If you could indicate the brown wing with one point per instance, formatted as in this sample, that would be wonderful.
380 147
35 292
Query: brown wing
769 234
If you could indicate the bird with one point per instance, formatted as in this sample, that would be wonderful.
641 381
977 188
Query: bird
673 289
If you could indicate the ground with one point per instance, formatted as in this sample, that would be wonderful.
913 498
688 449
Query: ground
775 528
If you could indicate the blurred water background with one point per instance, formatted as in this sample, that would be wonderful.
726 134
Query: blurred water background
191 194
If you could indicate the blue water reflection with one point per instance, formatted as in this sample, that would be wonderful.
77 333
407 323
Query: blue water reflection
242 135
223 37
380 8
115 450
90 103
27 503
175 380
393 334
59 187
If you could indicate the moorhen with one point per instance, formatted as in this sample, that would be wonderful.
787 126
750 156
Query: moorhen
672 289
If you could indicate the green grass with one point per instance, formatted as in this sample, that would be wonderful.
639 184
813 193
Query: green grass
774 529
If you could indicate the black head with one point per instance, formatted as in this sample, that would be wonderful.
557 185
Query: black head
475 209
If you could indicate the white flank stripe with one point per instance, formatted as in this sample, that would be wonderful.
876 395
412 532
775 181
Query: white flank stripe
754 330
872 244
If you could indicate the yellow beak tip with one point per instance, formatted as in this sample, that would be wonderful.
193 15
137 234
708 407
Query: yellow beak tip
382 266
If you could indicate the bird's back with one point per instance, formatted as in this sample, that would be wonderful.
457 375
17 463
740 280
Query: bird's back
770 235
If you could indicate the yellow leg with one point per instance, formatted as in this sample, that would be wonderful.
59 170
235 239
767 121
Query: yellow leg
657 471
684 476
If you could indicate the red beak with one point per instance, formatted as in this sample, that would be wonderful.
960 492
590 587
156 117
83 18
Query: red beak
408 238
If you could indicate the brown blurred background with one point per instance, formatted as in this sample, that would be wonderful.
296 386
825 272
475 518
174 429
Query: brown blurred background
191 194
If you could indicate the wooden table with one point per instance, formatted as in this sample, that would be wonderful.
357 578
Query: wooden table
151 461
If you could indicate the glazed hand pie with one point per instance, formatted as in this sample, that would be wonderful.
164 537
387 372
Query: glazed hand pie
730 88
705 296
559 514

Task goal: The response has to contain every record shown above, unaltered and complete.

Problem solution:
If you could indicate the brown wing with one point per instance, formatted as in this sample, that would be wonderful.
380 147
35 292
Query: brown wing
769 234
If you could indicate the bird with one point per instance, formatted as in this sample, that would be wonderful.
641 381
977 188
Query: bird
673 289
If you could indicate the ground with one point per instance, formatted as in this sample, that would be wonderful.
913 498
688 449
Query: ground
775 528
If you could indicate the blurred water background with one point per instance, formatted as in this sample, that would be wonderful.
726 134
Query: blurred water background
191 194
If you could indicate the blue water reflection with one point per instance, formatted as in this sample, that would be wonderful.
77 333
407 323
Query: blue water reflection
242 135
223 37
380 8
115 450
90 103
27 503
175 380
393 334
59 187
If you could indicate the moorhen with one point per instance, formatted as in this sample, that would be wonderful.
787 126
750 156
Query: moorhen
672 289
If you could indicate the green grass with one point per instance, formatted as in this sample, that would be wonderful.
639 184
813 193
Query: green grass
774 529
If you could indicate the black head with one point per instance, formatted as in this sample, that would be wonderful.
557 185
Query: black head
475 209
If you could indicate the white flank stripe with one point per instance, formatted as in this sample, that would be wonderful.
876 395
412 532
775 181
Query: white flank stripe
754 330
872 244
If you could indicate the yellow beak tip with one point per instance, formatted as in this sample, that would be wonderful.
193 15
137 234
708 407
Query: yellow beak tip
382 266
If you could indicate the bird's back with one point per instance, formatted as in this sample, that would be wonderful.
457 375
17 463
740 280
Query: bird's back
770 235
If you could indicate the yellow leg with one point per instance, formatted as in this sample, that would be wonderful.
59 170
235 239
767 121
Query: yellow leg
657 471
684 476
If you could indicate the red beak with one point per instance, formatted as in this sample, that would be wonderful.
960 492
590 587
156 117
83 18
Query: red beak
408 238
If you could indicate the brown blurred background with one point per instance, formatted as in this sample, that would be wonderful.
296 386
825 272
475 518
174 429
Query: brown blurred background
191 194
If you could indicate the wooden table with one point per instance, formatted as in this sample, that would be wonderful.
357 578
Query: wooden table
151 461
If you could indicate the glazed hand pie with one point per instance, formatted as in this sample, that would be wonderful.
164 537
387 372
Query: glazed hand pie
730 88
705 296
559 514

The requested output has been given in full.